Access Control Mechanism


Anderson(2008) explained that access control is the mechanism that can be implemented in any system to enable certain authority to control access to certain resources. The function of such mechanism is to ensure and control which principals (e.g. machines, people, or processes) have access to which resources within any system (e.g. which program they can execute, how they share such data, or which files they can read). The following are some example of such implementations:

  • The access control mechanism can be implemented through a complex security policy within any application to provide users with certain rules and restrictions that can be different from one user to another and based on their roles within an organization.


  • Applications that are written to use a middleware such as database management systems, where the front-end functionalities, and the users’ access to such functionalities can be restricted based on certain access rules implemented within the database that can be enforced within the application. With such applications, the middleware will be responsible to enforce such rules.


  • Operating systems are constructed with the implementation of access control mechanism that can restrict users from accessing certain system files, and resources unless they have the right permissions to do so.

When the access control is implemented within a system, it behaves as a mediator that control every request to the resources and data maintained by a system and as such; it determines if such request should be granted or denied. Such access control decision is enforced by a mechanism of regulations established by a security policy. It’s imperative for any computing system to protect its data and resources against unauthorized access to maintain secrecy and integrity and as such; enforcing protection to the system resources is highly required to ensure that only authorized accesses can take place (Bershad and Grimm, 2001).

JVM Sandbox mechanism

Sandbox (Access control mechanism) provided to the users to be able to download Java applet without having to be worried about the code execution that might violate the security policy on the user’s machine. JVM Sandbox mechanism provided the restricted environment that can prevent the Java applet to access the user’s local hard drive and other resources, and to only allow the communication of such code with the host where it came from. To achieve such implementation, the Java Virtual Machine (JVM) was constructed to have only limited access rights through the Sandbox mechanism in any user’s machine to access resources (Anderson, 2008).

(Point-based annotation data)
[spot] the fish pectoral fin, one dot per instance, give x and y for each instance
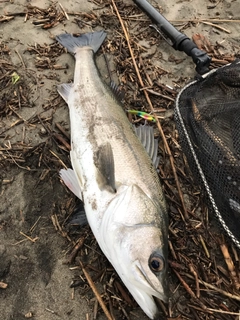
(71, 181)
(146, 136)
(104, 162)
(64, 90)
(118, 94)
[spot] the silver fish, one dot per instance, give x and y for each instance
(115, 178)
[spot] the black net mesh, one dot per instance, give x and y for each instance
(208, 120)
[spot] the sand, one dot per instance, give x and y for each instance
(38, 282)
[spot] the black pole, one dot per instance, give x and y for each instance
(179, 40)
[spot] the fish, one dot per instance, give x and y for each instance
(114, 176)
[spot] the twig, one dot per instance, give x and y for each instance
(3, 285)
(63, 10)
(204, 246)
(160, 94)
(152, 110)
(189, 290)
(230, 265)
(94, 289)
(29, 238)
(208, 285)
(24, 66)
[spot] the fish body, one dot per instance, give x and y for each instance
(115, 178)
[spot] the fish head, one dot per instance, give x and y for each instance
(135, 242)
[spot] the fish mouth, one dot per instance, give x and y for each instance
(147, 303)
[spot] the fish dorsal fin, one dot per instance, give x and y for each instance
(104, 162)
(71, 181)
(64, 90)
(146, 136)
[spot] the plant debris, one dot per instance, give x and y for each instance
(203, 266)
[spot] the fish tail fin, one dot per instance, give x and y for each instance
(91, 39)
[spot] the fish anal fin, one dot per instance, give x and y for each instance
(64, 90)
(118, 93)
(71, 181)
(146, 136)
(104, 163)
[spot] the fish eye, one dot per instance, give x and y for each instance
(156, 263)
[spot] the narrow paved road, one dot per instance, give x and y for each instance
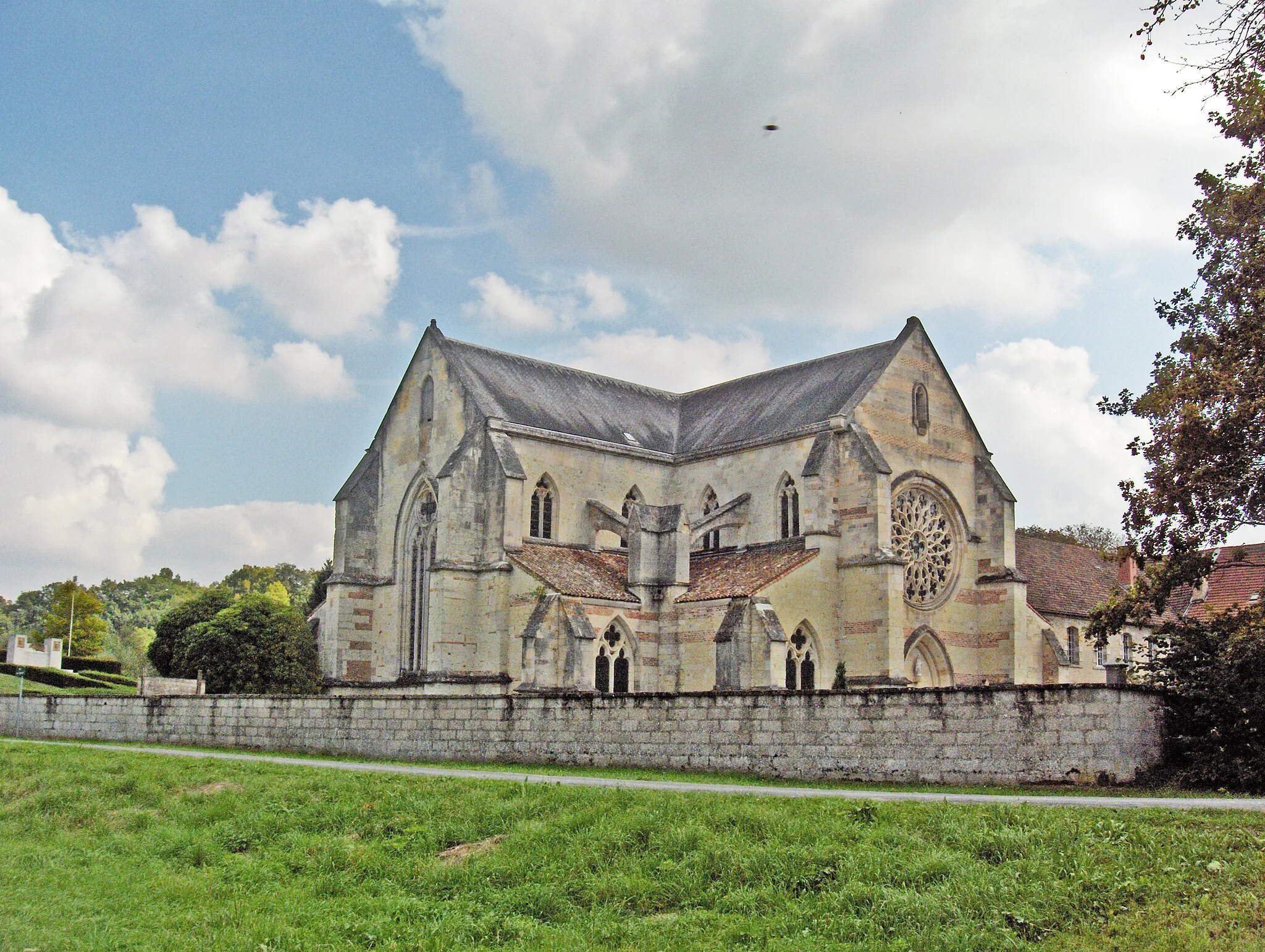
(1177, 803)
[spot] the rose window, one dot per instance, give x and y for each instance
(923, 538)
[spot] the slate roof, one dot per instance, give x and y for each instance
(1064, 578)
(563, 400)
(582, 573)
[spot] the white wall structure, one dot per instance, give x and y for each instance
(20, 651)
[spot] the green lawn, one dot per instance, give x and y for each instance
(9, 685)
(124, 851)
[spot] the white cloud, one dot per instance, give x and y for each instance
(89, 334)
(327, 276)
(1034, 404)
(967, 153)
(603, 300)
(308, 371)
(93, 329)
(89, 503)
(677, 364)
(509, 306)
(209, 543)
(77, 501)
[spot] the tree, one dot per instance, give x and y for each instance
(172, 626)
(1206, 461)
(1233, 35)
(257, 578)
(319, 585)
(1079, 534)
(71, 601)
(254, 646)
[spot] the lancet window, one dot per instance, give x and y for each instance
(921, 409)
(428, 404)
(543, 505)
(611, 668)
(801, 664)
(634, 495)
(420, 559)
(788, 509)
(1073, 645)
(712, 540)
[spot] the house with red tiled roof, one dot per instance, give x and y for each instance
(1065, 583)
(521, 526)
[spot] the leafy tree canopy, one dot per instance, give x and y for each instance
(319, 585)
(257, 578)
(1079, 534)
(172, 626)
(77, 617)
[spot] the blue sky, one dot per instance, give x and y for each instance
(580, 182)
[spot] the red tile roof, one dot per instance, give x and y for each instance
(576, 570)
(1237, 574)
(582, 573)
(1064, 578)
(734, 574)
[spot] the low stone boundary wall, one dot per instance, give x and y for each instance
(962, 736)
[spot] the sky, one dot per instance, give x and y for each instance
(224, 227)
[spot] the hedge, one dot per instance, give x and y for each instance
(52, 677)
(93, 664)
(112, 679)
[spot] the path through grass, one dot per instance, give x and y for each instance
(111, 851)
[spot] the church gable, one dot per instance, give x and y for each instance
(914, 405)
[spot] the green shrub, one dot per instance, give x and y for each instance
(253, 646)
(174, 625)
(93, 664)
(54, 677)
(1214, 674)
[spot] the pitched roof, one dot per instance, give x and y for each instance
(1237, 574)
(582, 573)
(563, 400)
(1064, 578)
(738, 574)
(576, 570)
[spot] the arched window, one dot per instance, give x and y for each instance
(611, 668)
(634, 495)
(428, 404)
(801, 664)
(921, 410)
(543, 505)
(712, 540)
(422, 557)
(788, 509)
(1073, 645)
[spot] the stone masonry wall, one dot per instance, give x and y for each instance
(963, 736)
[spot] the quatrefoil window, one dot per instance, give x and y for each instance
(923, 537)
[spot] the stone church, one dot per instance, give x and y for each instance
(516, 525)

Requirement:
Can you resume the access control passage from the point where it stops? The entries play no part in this.

Output for this task:
With JVM running in a secured Sandbox environment, it guarantees the separation of the application service and security.  Also, the implementation of the Sandbox in JVM ensures that the Java application will not interfere with other applications performance and scalability (e.g. writes data to the local file system or spawns threads). With such mechanism in place, JVM can execute any Java code that can only work within the restrictions of the Sandbox (Anderson, 2008).

Advantages & Disadvantages

  • Malicious Java binaries that are used to exploit the vulnerabilities of JVM can be eliminated by the JVM sandbox restrictions. However such implementations have a performance overhead caused by security configuration (Fleisch and Song, 2007).


  • Java binary (Java applets and application programs) security is ensured by the JVM security mechanisms which include sandbox models, a type-safe language, bytecode verifiers, and security managers (Fleisch and Song, 2007).


  • With the flaws and bugs found in JVM implementation (e.g. Microsoft Virtual Machine, was found to allow Java applets to write access to the Java security manager), it is imperative for any organization to follow the security upgrades required to prevent such vulnerabilities. However, the discrepancy among users where JVM is implemented on each user’s machine; often creates difficulties in upgrading security patches for all users (Fleisch and Song, 2007).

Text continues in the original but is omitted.